[Position identification records]
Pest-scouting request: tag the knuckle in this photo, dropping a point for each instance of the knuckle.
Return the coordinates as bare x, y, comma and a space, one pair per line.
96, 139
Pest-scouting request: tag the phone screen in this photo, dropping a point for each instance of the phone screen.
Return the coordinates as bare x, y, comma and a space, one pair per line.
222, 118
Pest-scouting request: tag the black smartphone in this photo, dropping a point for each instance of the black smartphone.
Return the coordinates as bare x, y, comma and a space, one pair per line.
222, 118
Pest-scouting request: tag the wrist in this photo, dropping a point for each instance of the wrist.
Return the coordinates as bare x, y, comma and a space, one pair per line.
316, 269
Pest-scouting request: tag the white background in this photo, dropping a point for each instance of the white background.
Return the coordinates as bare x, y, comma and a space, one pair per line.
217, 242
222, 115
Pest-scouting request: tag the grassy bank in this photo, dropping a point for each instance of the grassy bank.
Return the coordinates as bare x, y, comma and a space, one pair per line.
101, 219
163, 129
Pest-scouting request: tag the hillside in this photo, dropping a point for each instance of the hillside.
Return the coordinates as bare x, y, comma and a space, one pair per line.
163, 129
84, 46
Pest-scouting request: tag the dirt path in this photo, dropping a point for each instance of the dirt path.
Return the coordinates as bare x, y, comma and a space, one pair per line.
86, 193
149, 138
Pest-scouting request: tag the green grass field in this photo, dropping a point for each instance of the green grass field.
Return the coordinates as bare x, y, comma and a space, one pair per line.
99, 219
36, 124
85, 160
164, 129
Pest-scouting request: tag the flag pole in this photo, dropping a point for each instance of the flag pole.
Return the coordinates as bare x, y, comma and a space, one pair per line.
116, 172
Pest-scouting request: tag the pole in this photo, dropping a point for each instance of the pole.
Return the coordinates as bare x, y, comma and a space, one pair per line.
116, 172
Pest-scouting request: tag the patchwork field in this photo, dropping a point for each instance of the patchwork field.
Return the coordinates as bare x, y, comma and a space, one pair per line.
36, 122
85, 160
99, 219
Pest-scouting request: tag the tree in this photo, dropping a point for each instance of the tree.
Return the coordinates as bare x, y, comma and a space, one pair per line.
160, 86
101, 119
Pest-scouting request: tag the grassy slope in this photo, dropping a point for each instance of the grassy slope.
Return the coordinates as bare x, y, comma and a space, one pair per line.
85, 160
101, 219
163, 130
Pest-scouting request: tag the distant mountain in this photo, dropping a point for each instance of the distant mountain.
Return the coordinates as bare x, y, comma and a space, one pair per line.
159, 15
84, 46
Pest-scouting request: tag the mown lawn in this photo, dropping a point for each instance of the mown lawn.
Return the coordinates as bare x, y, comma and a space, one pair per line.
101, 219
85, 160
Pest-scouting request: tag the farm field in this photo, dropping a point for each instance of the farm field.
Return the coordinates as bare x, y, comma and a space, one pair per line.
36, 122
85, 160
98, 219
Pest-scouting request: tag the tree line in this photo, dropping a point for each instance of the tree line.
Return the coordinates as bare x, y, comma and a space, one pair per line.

* YOUR GOAL: Give back the lines above exactly, from the one with "Pest-scouting request: tag the dirt" through the last line.

* ANSWER TO THE PROBLEM:
Pest-scouting request: tag the dirt path in this photo, dropping a point for each instance of the dirt path.
Return the coordinates as bare x, y, comma and a space, one pair per line.
86, 193
149, 138
Pest-scouting request: tag the green grass field in this photo, dropping a point for each instance of the green grass field.
Return the coordinates as bare x, y, comma and a space, one pair per line.
99, 219
36, 124
85, 160
164, 129
Pest-scouting request: tag the flag pole in this photo, dropping a point for each instance of the flag pole.
Return the coordinates as bare x, y, comma and a space, one pair per line.
116, 172
Pest-scouting request: tag the pole in this photo, dropping a point for each instance of the pole.
Return the coordinates as bare x, y, comma and a space, one pair per line.
116, 172
Pest-scouting request: tag the patchwork field in this photo, dropping a point for each instance of the patchwork field.
Return the coordinates as bare x, y, comma and a space, one pair per line.
36, 122
85, 160
99, 219
Pest-scouting request: tag the tree in this photo, dropping a point for each instance of the tree.
Return the coordinates as bare x, y, comma and a space, one pair per line.
160, 86
101, 119
Pest-scouting request: tag the grassy slope in this photo, dropping a point for each instance of the grassy slope.
Return the coordinates as bare x, y, comma and a space, one pair per line.
85, 160
101, 219
163, 130
Pest-scouting request: tag the distant mountain in this photo, dropping a point for each instance of the distant mountain.
Return the coordinates as bare x, y, comma and a space, one pair per line.
159, 15
84, 46
Pest-scouting request: tag the mown lawn in this photo, dropping a point for each instance of the mown lawn.
Return the coordinates as bare x, y, comma and a space, one pair per line.
101, 219
85, 160
Pest-scouting request: tag the farm field in this photo, dropping a point for each instance of the farm field.
Return the coordinates as bare x, y, comma and a space, one pair per line.
36, 122
85, 160
98, 219
Pest-scouting request: tag the tree line in this photo, dropping a point for each instance of the tree line.
Return the coordinates as bare x, y, comma and a space, one pair per line.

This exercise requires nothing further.